## RECORDS PROVIDED
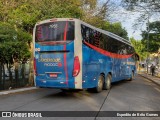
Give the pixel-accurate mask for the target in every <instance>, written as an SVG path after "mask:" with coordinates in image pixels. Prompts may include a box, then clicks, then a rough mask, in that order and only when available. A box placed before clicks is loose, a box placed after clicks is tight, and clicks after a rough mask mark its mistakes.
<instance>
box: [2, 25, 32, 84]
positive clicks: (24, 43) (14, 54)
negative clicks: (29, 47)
mask: <svg viewBox="0 0 160 120" xmlns="http://www.w3.org/2000/svg"><path fill="white" fill-rule="evenodd" d="M30 40H31V36H30V34H27V33H25V32H23V31H22V30H15V28H14V27H13V26H12V25H10V24H7V23H3V22H0V50H1V54H0V63H1V70H2V68H3V78H4V79H3V80H5V69H4V65H5V64H6V65H7V69H8V72H9V79H10V80H11V86H12V82H13V76H12V71H11V68H12V67H13V65H15V78H16V83H17V80H18V63H19V62H22V63H25V62H26V61H27V60H28V59H29V57H30V51H29V45H28V42H29V41H30ZM3 83H5V82H4V81H3Z"/></svg>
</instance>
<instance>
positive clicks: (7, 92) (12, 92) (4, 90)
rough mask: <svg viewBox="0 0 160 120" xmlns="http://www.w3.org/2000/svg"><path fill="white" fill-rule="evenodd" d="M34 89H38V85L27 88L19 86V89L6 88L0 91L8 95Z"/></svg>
mask: <svg viewBox="0 0 160 120" xmlns="http://www.w3.org/2000/svg"><path fill="white" fill-rule="evenodd" d="M34 89H37V87H27V88H17V89H11V90H4V91H1V92H0V95H6V94H11V93H16V92H23V91H27V90H34Z"/></svg>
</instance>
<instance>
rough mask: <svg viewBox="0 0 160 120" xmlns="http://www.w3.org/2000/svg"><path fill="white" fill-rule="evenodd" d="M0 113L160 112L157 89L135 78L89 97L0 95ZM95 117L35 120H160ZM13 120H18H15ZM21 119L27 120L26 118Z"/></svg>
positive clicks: (109, 117)
mask: <svg viewBox="0 0 160 120" xmlns="http://www.w3.org/2000/svg"><path fill="white" fill-rule="evenodd" d="M0 111H160V86H157V85H156V84H154V83H152V82H150V81H149V80H147V79H144V78H142V77H140V76H136V77H135V79H134V80H132V81H127V80H126V81H121V82H117V83H114V84H112V88H111V90H104V91H103V92H101V93H92V92H88V91H85V90H84V91H79V92H73V91H72V92H62V91H61V90H58V89H43V88H41V89H36V90H31V91H26V92H20V93H14V94H8V95H1V96H0ZM73 114H74V113H73ZM98 116H99V113H98V112H97V113H96V114H95V116H93V117H74V118H73V117H72V118H70V117H56V118H51V117H48V118H35V119H37V120H41V119H43V120H48V119H56V120H61V119H65V120H71V119H73V120H74V119H76V120H81V119H84V120H95V119H97V120H101V119H102V120H106V119H109V120H110V119H111V120H130V119H133V120H137V119H140V120H141V119H143V120H152V119H153V120H159V119H160V117H125V118H124V117H123V118H122V117H98ZM1 119H2V118H0V120H1ZM3 119H5V118H3ZM7 119H8V118H7ZM12 119H15V120H17V118H12ZM19 119H20V118H19ZM23 119H26V120H28V119H29V118H23ZM30 119H31V118H30ZM32 119H33V118H32Z"/></svg>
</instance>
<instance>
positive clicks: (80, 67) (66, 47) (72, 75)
mask: <svg viewBox="0 0 160 120" xmlns="http://www.w3.org/2000/svg"><path fill="white" fill-rule="evenodd" d="M76 21H78V20H75V19H63V18H61V19H60V18H59V19H50V20H45V21H42V22H39V23H37V24H36V25H35V28H34V32H33V43H34V80H35V85H36V86H37V87H51V88H60V89H63V88H73V89H81V88H82V81H81V74H82V72H81V61H82V60H81V57H80V56H81V52H78V51H79V50H80V51H81V47H80V46H81V44H82V43H81V41H80V40H79V41H78V39H77V38H78V36H80V35H76V34H79V33H78V22H76ZM76 26H77V27H76ZM75 28H76V29H75ZM77 42H78V43H77ZM76 44H79V48H78V47H77V48H76V47H75V46H76ZM78 49H79V50H78Z"/></svg>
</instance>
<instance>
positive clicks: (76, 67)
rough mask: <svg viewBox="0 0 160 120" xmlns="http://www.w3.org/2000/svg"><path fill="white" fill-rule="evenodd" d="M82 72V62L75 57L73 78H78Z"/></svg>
mask: <svg viewBox="0 0 160 120" xmlns="http://www.w3.org/2000/svg"><path fill="white" fill-rule="evenodd" d="M79 72H80V62H79V58H78V56H76V57H74V68H73V77H76V76H77V75H78V74H79Z"/></svg>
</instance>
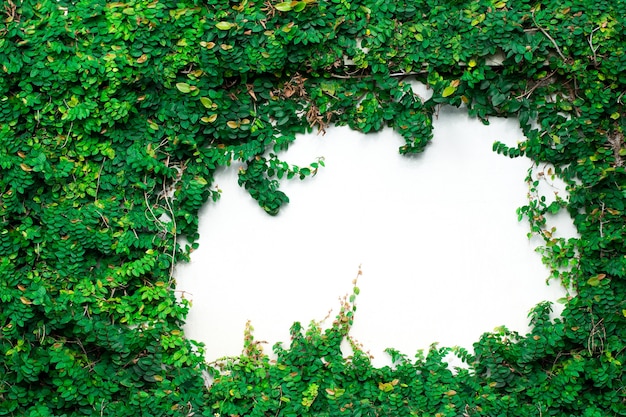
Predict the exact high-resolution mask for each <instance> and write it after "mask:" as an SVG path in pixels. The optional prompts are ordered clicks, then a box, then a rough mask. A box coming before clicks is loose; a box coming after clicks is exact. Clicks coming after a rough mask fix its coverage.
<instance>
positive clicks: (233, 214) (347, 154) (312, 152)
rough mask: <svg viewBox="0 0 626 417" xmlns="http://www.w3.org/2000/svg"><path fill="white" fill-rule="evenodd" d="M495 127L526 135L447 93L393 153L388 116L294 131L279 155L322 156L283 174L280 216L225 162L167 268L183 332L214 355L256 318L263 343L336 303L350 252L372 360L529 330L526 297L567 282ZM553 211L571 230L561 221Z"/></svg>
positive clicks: (351, 285) (347, 282)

## THE PROBLEM
If an entry contains an image, skip the image and return the rest of the listing unchanged.

## ANSWER
Give the pixel-accurate mask for the target in every <instance>, written as an SVG path after "mask:" with coordinates in image pixels. Prompts may include a box, then clicks, then a rough mask, in that order and only when available. A box placed before clicks is loose, a box placed after clicks is tight, and clicks after a rough mask mark its mistakes.
<instance>
box: [2, 25, 32, 84]
positive clicks: (24, 43) (14, 54)
negative clicks: (29, 47)
mask: <svg viewBox="0 0 160 120" xmlns="http://www.w3.org/2000/svg"><path fill="white" fill-rule="evenodd" d="M30 40H31V36H30V34H27V33H25V32H23V31H22V30H15V28H14V27H13V26H12V25H10V24H7V23H3V22H0V50H1V54H0V63H1V70H2V68H3V78H4V79H3V80H5V69H4V65H5V64H6V65H7V69H8V72H9V79H10V80H11V86H12V82H13V76H12V71H11V68H12V67H13V65H15V78H16V83H17V80H18V63H19V62H22V63H25V62H26V61H27V60H28V59H29V57H30V51H29V45H28V42H29V41H30ZM3 83H5V82H4V81H3Z"/></svg>
</instance>
<instance>
positive clicks: (7, 92) (12, 92) (4, 90)
rough mask: <svg viewBox="0 0 160 120" xmlns="http://www.w3.org/2000/svg"><path fill="white" fill-rule="evenodd" d="M34 89H38V85L27 88L19 86V89L6 88L0 91L8 95Z"/></svg>
mask: <svg viewBox="0 0 160 120" xmlns="http://www.w3.org/2000/svg"><path fill="white" fill-rule="evenodd" d="M34 89H37V87H27V88H17V89H11V90H4V91H1V92H0V95H6V94H11V93H16V92H23V91H27V90H34Z"/></svg>
</instance>
<instance>
rough mask: <svg viewBox="0 0 160 120" xmlns="http://www.w3.org/2000/svg"><path fill="white" fill-rule="evenodd" d="M0 113L160 112L157 89L135 78L89 97L0 95ZM95 117L35 120H160ZM13 120H18H15ZM21 119L27 120L26 118Z"/></svg>
positive clicks: (109, 117)
mask: <svg viewBox="0 0 160 120" xmlns="http://www.w3.org/2000/svg"><path fill="white" fill-rule="evenodd" d="M0 111H160V86H157V85H156V84H154V83H152V82H150V81H149V80H147V79H144V78H142V77H140V76H136V77H135V79H134V80H132V81H127V80H126V81H121V82H117V83H114V84H112V88H111V90H104V91H103V92H101V93H92V92H88V91H85V90H84V91H79V92H73V91H72V92H62V91H61V90H58V89H43V88H41V89H36V90H31V91H26V92H20V93H14V94H8V95H1V96H0ZM73 114H74V113H73ZM98 116H99V113H98V112H97V113H96V114H95V116H93V117H74V118H73V117H72V118H70V117H56V118H51V117H48V118H35V119H37V120H41V119H43V120H48V119H56V120H61V119H65V120H71V119H73V120H74V119H76V120H81V119H84V120H95V119H97V120H101V119H102V120H106V119H109V120H110V119H111V120H130V119H133V120H137V119H140V120H141V119H143V120H152V119H153V120H159V119H160V117H125V118H124V117H123V118H122V117H98ZM1 119H2V118H0V120H1ZM3 119H5V118H3ZM7 119H8V118H7ZM12 119H15V120H17V118H12ZM19 119H20V118H19ZM23 119H26V120H28V119H29V118H23ZM30 119H31V118H30ZM32 119H33V118H32Z"/></svg>
</instance>
<instance>
positive clicks: (80, 67) (66, 47) (72, 75)
mask: <svg viewBox="0 0 160 120" xmlns="http://www.w3.org/2000/svg"><path fill="white" fill-rule="evenodd" d="M76 21H78V20H75V19H63V18H61V19H60V18H59V19H50V20H45V21H42V22H39V23H37V24H36V25H35V28H34V32H33V43H34V80H35V85H36V86H37V87H51V88H60V89H63V88H73V89H81V88H82V81H81V74H82V72H81V61H82V60H81V57H80V56H81V52H78V51H79V50H80V51H81V47H80V46H81V44H82V43H81V41H80V40H79V41H78V39H77V38H78V36H80V35H76V34H79V33H78V22H76ZM76 26H77V27H76ZM75 28H76V29H75ZM77 42H78V43H77ZM76 44H79V48H78V47H77V48H76V47H75V46H76ZM78 49H79V50H78Z"/></svg>
</instance>
<instance>
positive clicks: (76, 67)
rough mask: <svg viewBox="0 0 160 120" xmlns="http://www.w3.org/2000/svg"><path fill="white" fill-rule="evenodd" d="M82 72V62L75 57L73 78H78Z"/></svg>
mask: <svg viewBox="0 0 160 120" xmlns="http://www.w3.org/2000/svg"><path fill="white" fill-rule="evenodd" d="M79 72H80V62H79V58H78V56H76V57H74V68H73V77H76V76H77V75H78V74H79Z"/></svg>
</instance>
Predict the exact high-resolution mask for each <instance> and write it after "mask:" as an SVG path in pixels. The optional prompts are ordered clicks, then a box, then a rough mask. A box coming before clicks is loose; a box coming after clicks is exact. Clicks coming after a rough mask fix its coverage.
<instance>
positive clicks: (233, 214) (347, 154) (312, 152)
rough mask: <svg viewBox="0 0 626 417" xmlns="http://www.w3.org/2000/svg"><path fill="white" fill-rule="evenodd" d="M495 127L526 135L447 93L393 153L388 116L294 131L279 155L322 156L283 174L280 216L225 162L167 268L183 332L214 355L256 318L263 343L336 303L350 252L372 360L529 330L526 297L567 282ZM553 211L571 230L561 221Z"/></svg>
positive clicks: (351, 285) (347, 282)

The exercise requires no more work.